Written task: Convert the data, from its start through the line containing "POLYGON ((1265 830, 789", into a two-column CSV with the columns text and answer, and make each row pair one text with the answer that follows it. Put each value in a single quoted field, with line breaks replaced by spaces.

Extracted records:
--- START ---
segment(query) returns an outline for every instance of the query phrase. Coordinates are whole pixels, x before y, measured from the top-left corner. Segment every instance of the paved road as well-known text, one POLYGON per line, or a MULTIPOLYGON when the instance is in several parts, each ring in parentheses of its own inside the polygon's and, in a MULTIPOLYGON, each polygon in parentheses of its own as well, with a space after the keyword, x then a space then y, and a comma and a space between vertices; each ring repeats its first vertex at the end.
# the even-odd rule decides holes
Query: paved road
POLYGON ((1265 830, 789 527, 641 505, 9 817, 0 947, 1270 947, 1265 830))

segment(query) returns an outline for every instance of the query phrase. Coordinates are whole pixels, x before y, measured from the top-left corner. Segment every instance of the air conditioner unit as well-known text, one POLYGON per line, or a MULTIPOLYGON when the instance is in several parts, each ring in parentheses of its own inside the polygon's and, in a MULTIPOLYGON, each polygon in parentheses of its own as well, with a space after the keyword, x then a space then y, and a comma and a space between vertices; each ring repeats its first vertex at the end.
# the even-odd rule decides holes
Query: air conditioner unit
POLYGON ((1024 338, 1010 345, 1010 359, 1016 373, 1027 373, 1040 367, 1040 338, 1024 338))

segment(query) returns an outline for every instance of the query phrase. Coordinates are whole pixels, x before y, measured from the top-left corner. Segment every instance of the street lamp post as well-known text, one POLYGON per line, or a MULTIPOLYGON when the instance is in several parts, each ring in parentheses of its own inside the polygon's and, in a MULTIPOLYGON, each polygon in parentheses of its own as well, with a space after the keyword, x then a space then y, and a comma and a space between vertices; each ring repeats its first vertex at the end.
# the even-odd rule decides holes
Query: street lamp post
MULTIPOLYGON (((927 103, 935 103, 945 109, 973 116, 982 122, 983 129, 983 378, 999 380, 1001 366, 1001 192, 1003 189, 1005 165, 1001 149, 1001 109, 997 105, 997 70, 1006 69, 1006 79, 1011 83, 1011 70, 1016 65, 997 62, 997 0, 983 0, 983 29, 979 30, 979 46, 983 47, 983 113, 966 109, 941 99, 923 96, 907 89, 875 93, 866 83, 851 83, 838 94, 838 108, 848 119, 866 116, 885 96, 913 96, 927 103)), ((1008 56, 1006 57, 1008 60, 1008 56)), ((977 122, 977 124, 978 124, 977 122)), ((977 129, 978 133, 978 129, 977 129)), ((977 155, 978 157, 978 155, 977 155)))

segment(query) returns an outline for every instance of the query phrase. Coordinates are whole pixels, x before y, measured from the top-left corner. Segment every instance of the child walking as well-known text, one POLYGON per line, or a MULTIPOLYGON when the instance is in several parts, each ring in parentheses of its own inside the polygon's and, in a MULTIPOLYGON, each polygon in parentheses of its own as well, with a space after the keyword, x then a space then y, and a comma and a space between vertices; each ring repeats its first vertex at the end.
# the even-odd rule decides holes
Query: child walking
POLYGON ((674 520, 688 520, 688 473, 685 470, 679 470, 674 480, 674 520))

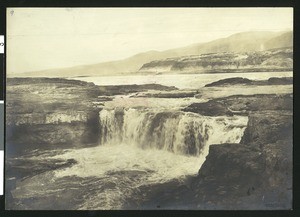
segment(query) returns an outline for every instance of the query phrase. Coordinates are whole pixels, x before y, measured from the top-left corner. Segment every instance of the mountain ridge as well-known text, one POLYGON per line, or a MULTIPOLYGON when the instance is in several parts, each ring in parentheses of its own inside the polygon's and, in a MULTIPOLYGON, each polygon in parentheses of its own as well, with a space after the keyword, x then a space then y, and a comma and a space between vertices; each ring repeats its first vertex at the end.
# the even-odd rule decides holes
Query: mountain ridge
POLYGON ((143 64, 154 60, 176 58, 189 55, 199 55, 205 53, 260 51, 278 48, 279 46, 283 45, 284 47, 292 47, 292 39, 292 31, 241 32, 206 43, 195 43, 185 47, 174 48, 165 51, 150 50, 135 54, 122 60, 60 69, 48 69, 35 72, 10 74, 8 75, 8 77, 74 77, 135 74, 138 73, 143 64))

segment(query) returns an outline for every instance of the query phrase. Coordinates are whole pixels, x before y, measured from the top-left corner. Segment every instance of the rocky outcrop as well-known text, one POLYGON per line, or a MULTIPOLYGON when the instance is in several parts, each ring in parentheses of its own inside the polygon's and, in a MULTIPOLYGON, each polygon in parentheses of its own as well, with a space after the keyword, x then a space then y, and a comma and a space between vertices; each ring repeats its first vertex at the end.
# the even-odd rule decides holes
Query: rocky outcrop
POLYGON ((210 146, 191 185, 195 206, 292 208, 293 113, 292 101, 285 100, 281 98, 267 107, 262 103, 260 110, 251 111, 240 144, 210 146))
POLYGON ((293 96, 291 94, 257 94, 234 95, 212 99, 205 103, 193 103, 184 111, 195 112, 207 116, 248 115, 253 111, 292 110, 293 96))
POLYGON ((250 72, 286 71, 293 68, 293 49, 279 48, 245 53, 207 53, 155 60, 145 63, 139 72, 250 72))
POLYGON ((173 91, 178 90, 174 86, 164 86, 161 84, 142 84, 142 85, 111 85, 111 86, 99 86, 100 94, 106 96, 120 95, 143 92, 147 90, 157 91, 173 91))
POLYGON ((7 80, 7 152, 98 143, 100 94, 93 83, 59 78, 7 80))
POLYGON ((210 84, 206 84, 205 87, 220 87, 227 85, 290 85, 293 84, 292 77, 283 77, 276 78, 272 77, 268 80, 256 81, 250 80, 247 78, 235 77, 235 78, 226 78, 210 84))

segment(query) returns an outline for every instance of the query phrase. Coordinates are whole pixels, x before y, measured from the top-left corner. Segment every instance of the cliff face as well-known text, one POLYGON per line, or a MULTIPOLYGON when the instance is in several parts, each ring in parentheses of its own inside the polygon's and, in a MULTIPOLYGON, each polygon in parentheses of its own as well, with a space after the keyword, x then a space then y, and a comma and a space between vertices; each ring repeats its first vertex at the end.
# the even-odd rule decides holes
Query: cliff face
POLYGON ((250 112, 240 144, 210 146, 191 187, 198 207, 292 208, 293 113, 284 106, 250 112))
POLYGON ((223 72, 291 70, 293 49, 280 48, 245 53, 208 53, 145 63, 139 72, 223 72))
POLYGON ((97 143, 99 109, 92 102, 98 95, 98 87, 81 81, 8 79, 7 151, 97 143))

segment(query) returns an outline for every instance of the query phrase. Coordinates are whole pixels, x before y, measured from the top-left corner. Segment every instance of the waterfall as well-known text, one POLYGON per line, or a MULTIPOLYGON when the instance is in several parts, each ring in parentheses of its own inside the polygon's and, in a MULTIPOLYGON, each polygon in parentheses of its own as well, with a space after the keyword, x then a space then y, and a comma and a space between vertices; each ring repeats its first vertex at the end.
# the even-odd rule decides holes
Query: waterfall
POLYGON ((175 154, 207 155, 210 144, 239 143, 248 118, 119 108, 100 112, 101 144, 134 145, 175 154))

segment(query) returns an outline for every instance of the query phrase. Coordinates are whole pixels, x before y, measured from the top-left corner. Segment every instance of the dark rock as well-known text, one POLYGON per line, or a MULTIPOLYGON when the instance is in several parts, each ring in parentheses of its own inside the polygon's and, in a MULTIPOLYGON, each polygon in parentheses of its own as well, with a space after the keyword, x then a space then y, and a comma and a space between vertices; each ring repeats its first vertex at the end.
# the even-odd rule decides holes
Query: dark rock
POLYGON ((268 80, 250 80, 247 78, 235 77, 235 78, 226 78, 216 82, 212 82, 210 84, 205 85, 205 87, 219 87, 219 86, 227 86, 227 85, 292 85, 293 78, 292 77, 283 77, 276 78, 272 77, 268 80))
POLYGON ((235 84, 250 84, 252 81, 247 78, 235 77, 235 78, 226 78, 210 84, 205 85, 205 87, 216 87, 223 85, 235 85, 235 84))
POLYGON ((293 96, 291 94, 257 94, 234 95, 212 99, 205 103, 193 103, 183 111, 202 115, 248 115, 252 111, 292 110, 293 96))

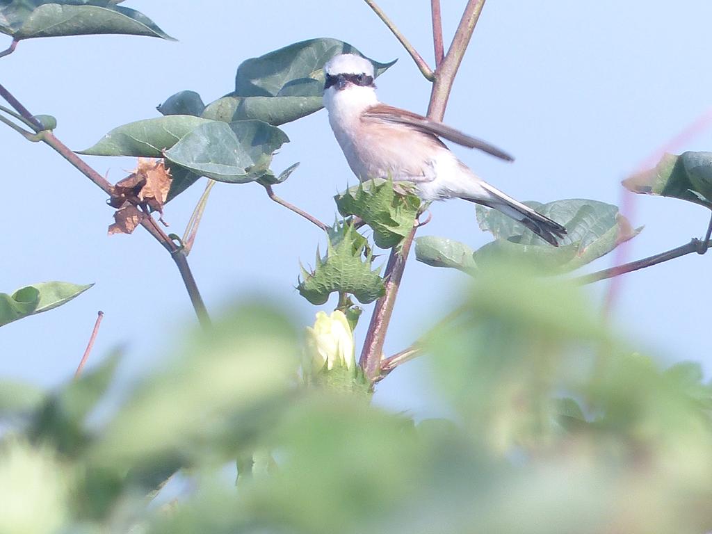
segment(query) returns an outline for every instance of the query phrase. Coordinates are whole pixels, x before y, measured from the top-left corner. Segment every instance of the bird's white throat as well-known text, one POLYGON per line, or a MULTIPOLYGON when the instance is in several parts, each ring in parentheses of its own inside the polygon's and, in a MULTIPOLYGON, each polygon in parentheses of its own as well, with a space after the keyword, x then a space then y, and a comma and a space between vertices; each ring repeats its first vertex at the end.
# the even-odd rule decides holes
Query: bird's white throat
POLYGON ((329 112, 332 126, 347 126, 361 120, 361 114, 378 103, 376 91, 372 87, 351 85, 339 90, 330 87, 324 91, 324 107, 329 112))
--- END ---
Task answer:
text,answer
"segment(query) returns an outline for every instance of the query phrase. Coordinates are whole pixels, x before y, measured from the top-left corner. Segment every instance of the paved road as well-known text, one POLYGON per line, or a MULTIPOLYGON when the instance is in several parts, each ring in parentheses of its own inside the polygon's and, in a MULTIPOLYGON, each polygon in parentheses of its own as well, with a space after the keyword, x then a space then y, and a comma and a space between vertices; each ring repeats its first vertex at the end. # the even-odd rule decides holes Query: paved road","POLYGON ((1265 830, 789 527, 641 505, 9 817, 0 947, 1270 947, 1265 830))"